==== Page extract

In April 2004, K&O conveyed its interest in the two corridors to ATA via a quitclaim
deed. The grant conveyed “all of Grantor‟s interests, in land and premises, right of way, bridges,
culverts, easements, buildings, supporting structures, and other fixtures, improvements and
appurtenances” in Comanche, Kiowa, Pratt, and Hodgeman counties. Subsequent to the issuance
of the November 2003 NITU but before the conveyance of K&O‟s interests via the quitclaim
deed, K&O had removed the tracks, ties, and other components of the rail along the corridors.
The court found that K&O did in fact reach an agreement with ATA on interim trail
usage. By virtue of that agreement, the NITU “extend[ed] indefinitely.” See Caldwell v. United
States, 391 F.3d 1226, 1230 (Fed. Cir. 2004). Under trail agreements, the trail operator manages
the corridor, assumes liability, and is responsible for taxes, freeing the railroad from those
obligations.

========

• Exercise details: Reproduce the rail corridor excerpt above in full, word for word.

==== Information shown

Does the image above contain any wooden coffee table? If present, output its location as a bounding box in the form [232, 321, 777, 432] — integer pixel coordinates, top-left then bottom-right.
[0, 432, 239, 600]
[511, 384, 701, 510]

========

• Output below:
In April 2004, K&O conveyed its interest in the two corridors to ATA via a quitclaim
deed. The grant conveyed “all of Grantor‟s interests, in land and premises, right of way, bridges,
culverts, easements, buildings, supporting structures, and other fixtures, improvements and
appurtenances” in Comanche, Kiowa, Pratt, and Hodgeman counties. Subsequent to the issuance
of the November 2003 NITU but before the conveyance of K&O‟s interests via the quitclaim
deed, K&O had removed the tracks, ties, and other components of the rail along the corridors.
The court found that K&O did in fact reach an agreement with ATA on interim trail
usage. By virtue of that agreement, the NITU “extend[ed] indefinitely.” See Caldwell v. United
States, 391 F.3d 1226, 1230 (Fed. Cir. 2004). Under trail agreements, the trail operator manages
the corridor, assumes liability, and is responsible for taxes, freeing the railroad from those
obligations.